→ **Stated exercise A**:
Please show every line of the rows that contains the word "snow", and treat case as significant.

The Miller Heiman Sales Method

Selling to Multiple Stakeholders

Good morning! Welcome to The Follow Up, where we talk about sales almost as much as CrossFit people talk about their workouts. 💪 

In today’s Follow Up:

  • The Miller Heiman sale method 🧠 

  • A follow up email tip 💡 

  • Sales across the internet 🖥️ 

  • 4 new remote sales jobs 🤑  

The Miller Heiman Method

Word on the street is… sales cycles are getting longer.

A study from earlier this year found that enterprise sales cycles are taking an average of 36% longer than last year.

This means a 100 day sales cycle in 2022 now takes 136 days in 2023.

And longer sales cycles typically bring more complex sales.

So as your sales bestie, we found the sales method to combat complex sales cycles.

Let us introduce you to Robert Miller and Stephen Heiman. The two sales studs trainers who teamed up to create the Miller Heiman sales method.

*Creative naming wasn’t their strong suit*

The Miller Heiman method focuses on long B2B sales cycles that involve multiple stakeholders. It helps you build a relationship with your buyers, and tailor your pitch to the type of buyer you’re dealing with.

So without further ado, let’s take a look at the four steps. 👇️ 

1. Label Your Stakeholders

Complex deals come with multiple stakeholders.

In order to properly handle each stakeholder, put them into 1 of 4 categories:

  1. 🏆️ The Champion: This is your best friend in the sales process. They want you to win the sale and they’ll give you the inside scoop on how to sell to the rest of their team.

  2. ⌨️ The User: This is the end user of the product you’re selling. Typically they won’t have the final say, but it’s hard to close the deal without them on your side.

  3. ⚙️ The Technical Buyer: This stakeholder cares about small details like compliance, certification, integrations, etc. They compare your product to others on the market and are typically a part of the IT, finance, or HR team.

  4. 💰️ The Economic Buyer: This is the final boss. Typically they are an executive on the C suite team and care about things like ROI. This stakeholder can be the hardest to convince but will make or break the sale.

2. Buyer Attitudes

Now that you know what type of stakeholder you’re dealing with, it’s time to figure out their attitude.

Knowing a buyer’s attitude will help you tailor your pitch to what they care about.

According to Miller Heiman, there are 4 buyer attitudes:

  1. 📈 Growth: These buyers are not happy with their current solution and are ready for something new. They want to know how your product will drive things like more sales, more leads, more employees, etc.

→ **Stored records**:
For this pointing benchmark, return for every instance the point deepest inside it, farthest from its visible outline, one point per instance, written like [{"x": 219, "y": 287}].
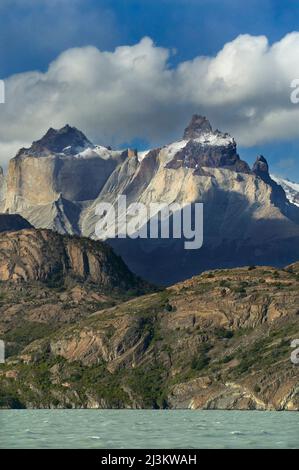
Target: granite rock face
[
  {"x": 247, "y": 217},
  {"x": 10, "y": 223},
  {"x": 217, "y": 341},
  {"x": 42, "y": 255}
]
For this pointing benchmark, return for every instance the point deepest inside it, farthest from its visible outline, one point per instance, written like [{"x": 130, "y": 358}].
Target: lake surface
[{"x": 108, "y": 429}]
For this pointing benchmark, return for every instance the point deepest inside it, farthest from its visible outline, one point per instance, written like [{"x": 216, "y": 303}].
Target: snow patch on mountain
[{"x": 291, "y": 189}]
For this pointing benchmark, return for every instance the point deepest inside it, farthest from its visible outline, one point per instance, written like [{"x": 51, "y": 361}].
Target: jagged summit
[
  {"x": 68, "y": 140},
  {"x": 261, "y": 167},
  {"x": 198, "y": 126}
]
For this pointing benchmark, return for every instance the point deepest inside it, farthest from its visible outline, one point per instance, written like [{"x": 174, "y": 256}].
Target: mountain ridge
[{"x": 246, "y": 213}]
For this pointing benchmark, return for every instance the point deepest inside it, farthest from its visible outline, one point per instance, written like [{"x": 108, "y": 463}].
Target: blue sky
[{"x": 34, "y": 32}]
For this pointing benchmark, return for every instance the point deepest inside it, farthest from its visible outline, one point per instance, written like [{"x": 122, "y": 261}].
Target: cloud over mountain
[{"x": 133, "y": 92}]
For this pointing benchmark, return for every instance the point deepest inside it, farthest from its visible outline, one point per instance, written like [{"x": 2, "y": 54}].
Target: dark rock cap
[{"x": 198, "y": 126}]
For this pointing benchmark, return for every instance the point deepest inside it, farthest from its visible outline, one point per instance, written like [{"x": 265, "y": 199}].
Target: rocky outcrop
[
  {"x": 42, "y": 255},
  {"x": 63, "y": 165},
  {"x": 221, "y": 340},
  {"x": 198, "y": 126},
  {"x": 12, "y": 222},
  {"x": 247, "y": 217}
]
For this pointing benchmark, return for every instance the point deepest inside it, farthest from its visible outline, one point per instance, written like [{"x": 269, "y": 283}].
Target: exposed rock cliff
[
  {"x": 12, "y": 222},
  {"x": 247, "y": 216},
  {"x": 42, "y": 255},
  {"x": 221, "y": 340}
]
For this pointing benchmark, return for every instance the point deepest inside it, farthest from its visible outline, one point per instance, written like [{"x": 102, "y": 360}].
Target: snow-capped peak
[{"x": 291, "y": 189}]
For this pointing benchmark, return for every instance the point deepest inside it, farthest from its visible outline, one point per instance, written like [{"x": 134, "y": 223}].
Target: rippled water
[{"x": 147, "y": 429}]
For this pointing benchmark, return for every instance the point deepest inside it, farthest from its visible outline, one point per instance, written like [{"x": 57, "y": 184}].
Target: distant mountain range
[
  {"x": 250, "y": 217},
  {"x": 291, "y": 189}
]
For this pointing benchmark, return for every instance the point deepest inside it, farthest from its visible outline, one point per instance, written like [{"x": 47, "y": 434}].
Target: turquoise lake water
[{"x": 108, "y": 429}]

→ **Stated exercise B**:
According to the sales newsletter, by what average percentage are enterprise sales cycles taking longer than last year?

→ **Worked answer A**:
Target: snow patch on mountain
Target: snow-capped peak

→ **Worked answer B**:
By an average of 36%.